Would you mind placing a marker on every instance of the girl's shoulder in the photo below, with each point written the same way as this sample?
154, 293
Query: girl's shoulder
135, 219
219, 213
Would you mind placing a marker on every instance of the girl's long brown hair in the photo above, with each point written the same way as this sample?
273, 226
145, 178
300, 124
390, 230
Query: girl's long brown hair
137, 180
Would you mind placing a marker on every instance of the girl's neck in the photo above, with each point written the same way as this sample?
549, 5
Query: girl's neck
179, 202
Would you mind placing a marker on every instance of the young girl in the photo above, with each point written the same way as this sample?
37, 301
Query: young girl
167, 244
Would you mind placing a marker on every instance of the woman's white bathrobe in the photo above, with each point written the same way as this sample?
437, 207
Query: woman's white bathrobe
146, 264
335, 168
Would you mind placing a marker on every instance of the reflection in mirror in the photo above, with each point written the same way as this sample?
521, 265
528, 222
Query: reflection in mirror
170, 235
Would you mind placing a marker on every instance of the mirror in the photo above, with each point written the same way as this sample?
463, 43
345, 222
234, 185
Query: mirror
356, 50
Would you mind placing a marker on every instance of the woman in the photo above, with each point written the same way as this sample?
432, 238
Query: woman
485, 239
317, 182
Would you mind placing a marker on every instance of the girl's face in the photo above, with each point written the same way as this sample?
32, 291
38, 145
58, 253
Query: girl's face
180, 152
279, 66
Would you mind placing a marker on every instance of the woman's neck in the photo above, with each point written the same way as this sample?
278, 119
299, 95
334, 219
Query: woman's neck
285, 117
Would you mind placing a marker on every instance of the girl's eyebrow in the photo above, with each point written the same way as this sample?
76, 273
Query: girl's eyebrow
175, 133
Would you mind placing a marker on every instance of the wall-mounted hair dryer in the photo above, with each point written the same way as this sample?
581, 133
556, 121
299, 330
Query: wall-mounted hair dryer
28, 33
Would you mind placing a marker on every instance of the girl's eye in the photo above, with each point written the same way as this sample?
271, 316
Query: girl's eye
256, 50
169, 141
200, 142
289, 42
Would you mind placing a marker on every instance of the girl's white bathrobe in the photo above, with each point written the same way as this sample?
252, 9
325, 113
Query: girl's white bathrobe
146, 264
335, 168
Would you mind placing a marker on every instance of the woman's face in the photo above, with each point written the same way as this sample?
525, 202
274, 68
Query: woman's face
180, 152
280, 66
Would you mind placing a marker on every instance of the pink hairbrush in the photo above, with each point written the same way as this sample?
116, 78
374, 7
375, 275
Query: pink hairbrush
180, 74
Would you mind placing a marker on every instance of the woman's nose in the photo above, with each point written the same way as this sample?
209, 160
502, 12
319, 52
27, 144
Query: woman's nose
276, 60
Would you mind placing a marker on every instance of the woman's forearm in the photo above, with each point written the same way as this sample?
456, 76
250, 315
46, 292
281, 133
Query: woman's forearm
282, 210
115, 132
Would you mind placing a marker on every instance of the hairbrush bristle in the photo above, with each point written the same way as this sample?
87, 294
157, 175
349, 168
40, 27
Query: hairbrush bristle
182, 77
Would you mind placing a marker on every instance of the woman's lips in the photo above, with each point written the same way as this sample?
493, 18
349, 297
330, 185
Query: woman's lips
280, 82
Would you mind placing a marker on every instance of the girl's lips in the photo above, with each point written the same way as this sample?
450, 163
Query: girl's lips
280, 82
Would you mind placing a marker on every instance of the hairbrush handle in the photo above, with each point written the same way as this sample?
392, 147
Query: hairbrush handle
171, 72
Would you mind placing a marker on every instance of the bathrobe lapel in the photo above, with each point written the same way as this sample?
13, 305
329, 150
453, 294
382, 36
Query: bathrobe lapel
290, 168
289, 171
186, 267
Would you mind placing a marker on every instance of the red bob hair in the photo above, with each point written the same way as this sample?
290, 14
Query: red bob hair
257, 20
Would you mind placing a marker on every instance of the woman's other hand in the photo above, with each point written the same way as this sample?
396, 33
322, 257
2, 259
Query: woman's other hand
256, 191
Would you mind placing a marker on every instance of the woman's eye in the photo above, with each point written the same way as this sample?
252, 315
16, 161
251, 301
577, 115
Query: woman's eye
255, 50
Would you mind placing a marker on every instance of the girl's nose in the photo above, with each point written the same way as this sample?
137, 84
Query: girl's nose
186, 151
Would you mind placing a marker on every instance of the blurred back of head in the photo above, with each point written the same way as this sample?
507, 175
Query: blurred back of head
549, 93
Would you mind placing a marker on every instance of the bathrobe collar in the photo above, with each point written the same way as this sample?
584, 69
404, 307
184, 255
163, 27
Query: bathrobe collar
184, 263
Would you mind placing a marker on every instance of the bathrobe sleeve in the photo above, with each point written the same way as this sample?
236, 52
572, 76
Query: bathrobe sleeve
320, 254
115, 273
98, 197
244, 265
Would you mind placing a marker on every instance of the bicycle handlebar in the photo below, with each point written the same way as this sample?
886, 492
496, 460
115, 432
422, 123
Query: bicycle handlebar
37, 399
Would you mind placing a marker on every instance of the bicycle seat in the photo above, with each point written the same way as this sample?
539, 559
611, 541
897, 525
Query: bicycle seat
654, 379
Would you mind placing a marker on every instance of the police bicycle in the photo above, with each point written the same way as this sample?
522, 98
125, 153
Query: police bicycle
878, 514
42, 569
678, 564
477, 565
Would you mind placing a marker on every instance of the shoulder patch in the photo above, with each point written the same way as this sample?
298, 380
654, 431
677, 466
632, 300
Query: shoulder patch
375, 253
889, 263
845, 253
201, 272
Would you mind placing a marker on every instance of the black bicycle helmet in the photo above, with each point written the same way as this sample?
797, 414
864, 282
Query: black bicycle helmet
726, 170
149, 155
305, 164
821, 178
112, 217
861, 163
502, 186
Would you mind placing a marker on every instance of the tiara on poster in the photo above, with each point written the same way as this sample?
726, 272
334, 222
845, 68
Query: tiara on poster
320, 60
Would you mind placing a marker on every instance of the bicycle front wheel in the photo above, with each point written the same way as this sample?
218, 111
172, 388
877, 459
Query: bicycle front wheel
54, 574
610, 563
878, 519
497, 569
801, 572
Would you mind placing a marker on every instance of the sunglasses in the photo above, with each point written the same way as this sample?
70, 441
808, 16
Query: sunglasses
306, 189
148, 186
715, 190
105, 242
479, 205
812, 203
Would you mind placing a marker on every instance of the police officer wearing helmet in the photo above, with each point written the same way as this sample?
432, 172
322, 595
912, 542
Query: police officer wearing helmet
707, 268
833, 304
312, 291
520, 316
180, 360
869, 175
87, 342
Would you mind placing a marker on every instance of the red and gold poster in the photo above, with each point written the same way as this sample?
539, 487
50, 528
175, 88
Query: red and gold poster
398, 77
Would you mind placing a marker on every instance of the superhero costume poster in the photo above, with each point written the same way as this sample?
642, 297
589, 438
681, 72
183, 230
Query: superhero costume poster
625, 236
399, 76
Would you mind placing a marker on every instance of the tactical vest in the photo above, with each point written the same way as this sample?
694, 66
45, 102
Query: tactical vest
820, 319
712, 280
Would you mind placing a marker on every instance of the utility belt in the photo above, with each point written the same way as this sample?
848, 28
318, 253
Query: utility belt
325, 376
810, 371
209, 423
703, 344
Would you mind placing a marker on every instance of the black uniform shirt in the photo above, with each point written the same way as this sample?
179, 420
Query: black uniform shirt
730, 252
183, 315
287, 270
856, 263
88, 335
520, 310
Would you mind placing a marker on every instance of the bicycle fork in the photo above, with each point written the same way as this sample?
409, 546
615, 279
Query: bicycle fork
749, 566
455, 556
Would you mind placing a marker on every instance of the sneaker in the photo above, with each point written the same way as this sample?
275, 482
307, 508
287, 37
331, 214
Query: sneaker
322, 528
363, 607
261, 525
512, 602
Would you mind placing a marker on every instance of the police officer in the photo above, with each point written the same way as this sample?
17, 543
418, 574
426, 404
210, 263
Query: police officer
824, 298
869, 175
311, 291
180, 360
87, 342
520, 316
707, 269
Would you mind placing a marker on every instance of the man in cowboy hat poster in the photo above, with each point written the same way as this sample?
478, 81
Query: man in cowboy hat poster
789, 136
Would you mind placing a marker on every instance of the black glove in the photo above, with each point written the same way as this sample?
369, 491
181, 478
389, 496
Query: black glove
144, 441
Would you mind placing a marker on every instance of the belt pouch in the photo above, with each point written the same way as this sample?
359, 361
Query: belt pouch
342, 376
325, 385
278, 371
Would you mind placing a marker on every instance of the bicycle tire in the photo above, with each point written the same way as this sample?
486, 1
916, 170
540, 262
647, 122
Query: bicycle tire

* * *

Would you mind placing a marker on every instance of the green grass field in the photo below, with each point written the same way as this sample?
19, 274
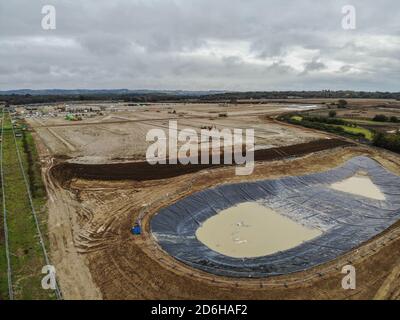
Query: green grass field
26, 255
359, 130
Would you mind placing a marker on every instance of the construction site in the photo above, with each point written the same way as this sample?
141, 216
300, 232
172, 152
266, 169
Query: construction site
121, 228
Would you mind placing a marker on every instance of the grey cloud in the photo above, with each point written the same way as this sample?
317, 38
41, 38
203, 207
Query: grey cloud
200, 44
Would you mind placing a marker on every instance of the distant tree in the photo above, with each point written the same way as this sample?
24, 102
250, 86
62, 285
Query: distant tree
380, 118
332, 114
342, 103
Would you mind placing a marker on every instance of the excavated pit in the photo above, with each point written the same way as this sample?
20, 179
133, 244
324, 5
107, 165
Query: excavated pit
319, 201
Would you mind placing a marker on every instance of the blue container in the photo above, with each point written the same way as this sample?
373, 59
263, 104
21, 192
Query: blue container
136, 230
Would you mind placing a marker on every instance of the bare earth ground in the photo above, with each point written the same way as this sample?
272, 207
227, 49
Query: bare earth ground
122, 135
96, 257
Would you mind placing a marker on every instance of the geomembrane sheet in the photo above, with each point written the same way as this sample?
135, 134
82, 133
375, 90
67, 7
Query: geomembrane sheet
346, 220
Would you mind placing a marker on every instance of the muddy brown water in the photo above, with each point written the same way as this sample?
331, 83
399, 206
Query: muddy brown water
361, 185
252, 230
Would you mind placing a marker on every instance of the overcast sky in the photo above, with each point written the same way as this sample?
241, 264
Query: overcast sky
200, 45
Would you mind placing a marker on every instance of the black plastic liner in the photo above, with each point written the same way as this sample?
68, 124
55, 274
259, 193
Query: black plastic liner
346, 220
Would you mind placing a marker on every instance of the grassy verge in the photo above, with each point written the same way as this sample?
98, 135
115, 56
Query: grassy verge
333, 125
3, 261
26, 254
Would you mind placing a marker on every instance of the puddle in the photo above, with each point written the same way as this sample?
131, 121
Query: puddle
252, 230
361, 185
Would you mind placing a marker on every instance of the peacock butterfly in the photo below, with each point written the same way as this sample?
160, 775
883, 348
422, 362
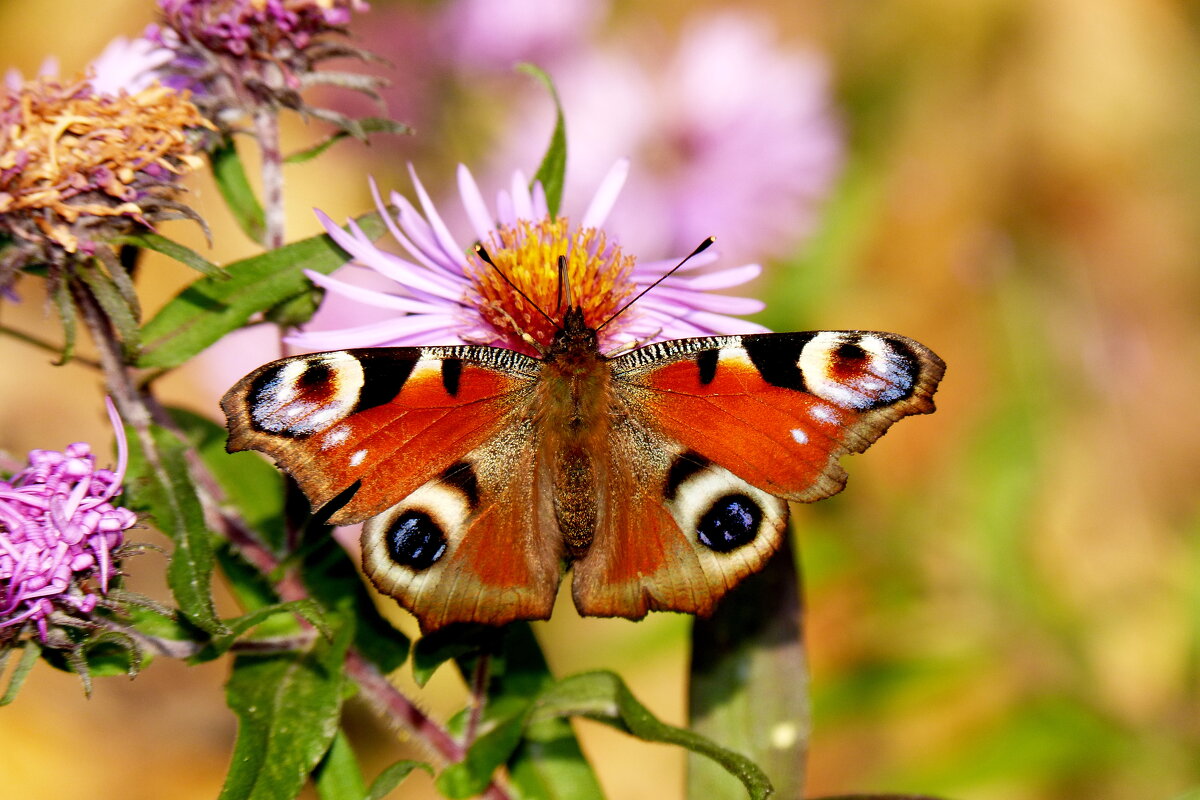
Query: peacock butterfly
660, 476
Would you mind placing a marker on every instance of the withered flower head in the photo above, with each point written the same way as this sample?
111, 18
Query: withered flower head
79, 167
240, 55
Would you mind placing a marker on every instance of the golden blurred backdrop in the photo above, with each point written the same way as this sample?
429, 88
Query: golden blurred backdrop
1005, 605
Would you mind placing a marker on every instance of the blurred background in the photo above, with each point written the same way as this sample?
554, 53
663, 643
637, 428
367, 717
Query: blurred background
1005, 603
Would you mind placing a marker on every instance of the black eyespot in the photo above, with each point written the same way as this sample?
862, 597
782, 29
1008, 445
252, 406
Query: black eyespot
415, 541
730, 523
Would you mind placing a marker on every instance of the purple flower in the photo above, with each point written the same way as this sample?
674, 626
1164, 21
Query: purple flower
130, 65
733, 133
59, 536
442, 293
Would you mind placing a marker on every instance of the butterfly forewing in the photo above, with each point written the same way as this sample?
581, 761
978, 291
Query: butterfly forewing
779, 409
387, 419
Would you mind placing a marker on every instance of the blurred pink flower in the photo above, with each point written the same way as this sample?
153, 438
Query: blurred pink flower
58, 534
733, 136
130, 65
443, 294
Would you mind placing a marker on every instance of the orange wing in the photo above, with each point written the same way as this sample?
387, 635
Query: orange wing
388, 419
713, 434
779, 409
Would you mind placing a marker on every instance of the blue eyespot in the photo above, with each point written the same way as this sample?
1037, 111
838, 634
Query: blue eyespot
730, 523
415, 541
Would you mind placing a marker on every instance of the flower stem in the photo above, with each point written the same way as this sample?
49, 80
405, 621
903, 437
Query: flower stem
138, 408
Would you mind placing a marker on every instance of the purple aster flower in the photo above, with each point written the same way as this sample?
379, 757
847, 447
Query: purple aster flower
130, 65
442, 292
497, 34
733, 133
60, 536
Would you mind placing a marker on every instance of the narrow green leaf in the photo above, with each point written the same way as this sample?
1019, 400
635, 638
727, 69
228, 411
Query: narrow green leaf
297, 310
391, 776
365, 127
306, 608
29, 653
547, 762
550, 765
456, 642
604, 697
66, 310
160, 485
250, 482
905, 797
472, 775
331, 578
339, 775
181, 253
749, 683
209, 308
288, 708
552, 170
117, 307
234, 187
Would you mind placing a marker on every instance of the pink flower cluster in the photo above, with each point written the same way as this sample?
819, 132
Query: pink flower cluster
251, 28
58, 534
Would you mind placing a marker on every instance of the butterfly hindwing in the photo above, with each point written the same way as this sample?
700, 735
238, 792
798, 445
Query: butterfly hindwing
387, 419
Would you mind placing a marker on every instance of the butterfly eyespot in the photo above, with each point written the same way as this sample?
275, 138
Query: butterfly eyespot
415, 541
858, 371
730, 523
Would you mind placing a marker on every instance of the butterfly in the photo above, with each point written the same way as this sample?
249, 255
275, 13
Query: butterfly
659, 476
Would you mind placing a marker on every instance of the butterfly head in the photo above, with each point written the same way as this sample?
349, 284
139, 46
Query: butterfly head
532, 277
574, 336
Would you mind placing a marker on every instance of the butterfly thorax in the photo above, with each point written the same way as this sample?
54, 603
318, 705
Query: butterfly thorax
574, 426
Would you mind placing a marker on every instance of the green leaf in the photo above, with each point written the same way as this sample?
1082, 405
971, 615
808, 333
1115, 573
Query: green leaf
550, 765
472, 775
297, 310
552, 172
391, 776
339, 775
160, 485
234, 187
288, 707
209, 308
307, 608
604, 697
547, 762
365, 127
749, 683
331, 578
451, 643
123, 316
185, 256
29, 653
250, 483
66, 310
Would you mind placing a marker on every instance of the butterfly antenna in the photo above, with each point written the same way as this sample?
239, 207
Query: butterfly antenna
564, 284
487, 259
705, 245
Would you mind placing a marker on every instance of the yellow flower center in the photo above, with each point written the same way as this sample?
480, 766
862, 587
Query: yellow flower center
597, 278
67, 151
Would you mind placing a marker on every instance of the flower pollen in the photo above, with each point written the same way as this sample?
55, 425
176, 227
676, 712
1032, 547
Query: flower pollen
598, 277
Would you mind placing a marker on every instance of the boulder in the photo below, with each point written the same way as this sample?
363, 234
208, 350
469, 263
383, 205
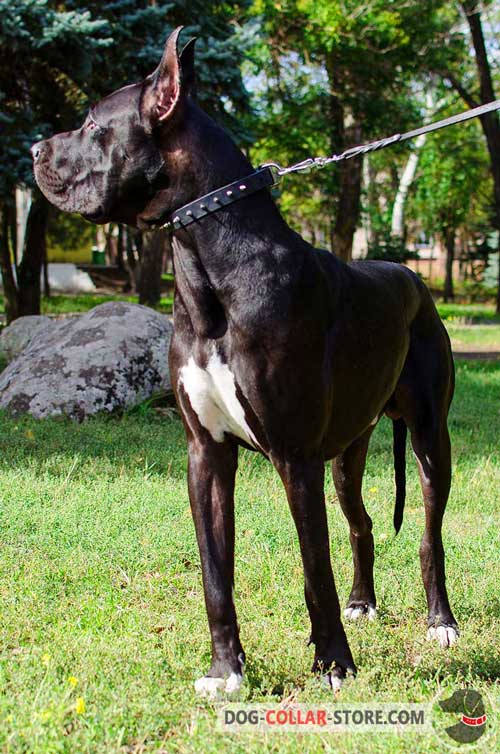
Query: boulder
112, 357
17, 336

--

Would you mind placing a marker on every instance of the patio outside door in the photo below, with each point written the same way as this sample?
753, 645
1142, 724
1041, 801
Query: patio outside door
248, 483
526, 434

▶ [YOUR INSTRUCTIONS]:
Reproduce verbatim the stretch of the items above, from the line containing "hat poster in" through the line containing "Query: bicycle tire", including both of those lines.

▶ [TASK SOLUTION]:
Would you mind placing a marker on every instance of the man in cowboy hat poster in the photo above, with each point written the same way as this sample?
478, 81
Query: man in cowboy hat poster
789, 136
Would you mind placing a marker on every instance of the black glove in the photo above, with each point written the same way as this sample?
369, 491
181, 478
389, 496
Query: black glove
144, 441
Would you mind placing a marker on every instance of the belt pouch in the photo above, with each point written the same way as this sample?
359, 361
Query: belt pouch
342, 376
325, 385
278, 371
Would you mind placing a marker on every instance of the bicycle tire in the photo above, with each point written the same way as this sample?
486, 1
916, 170
540, 262
647, 122
Query: bicycle tire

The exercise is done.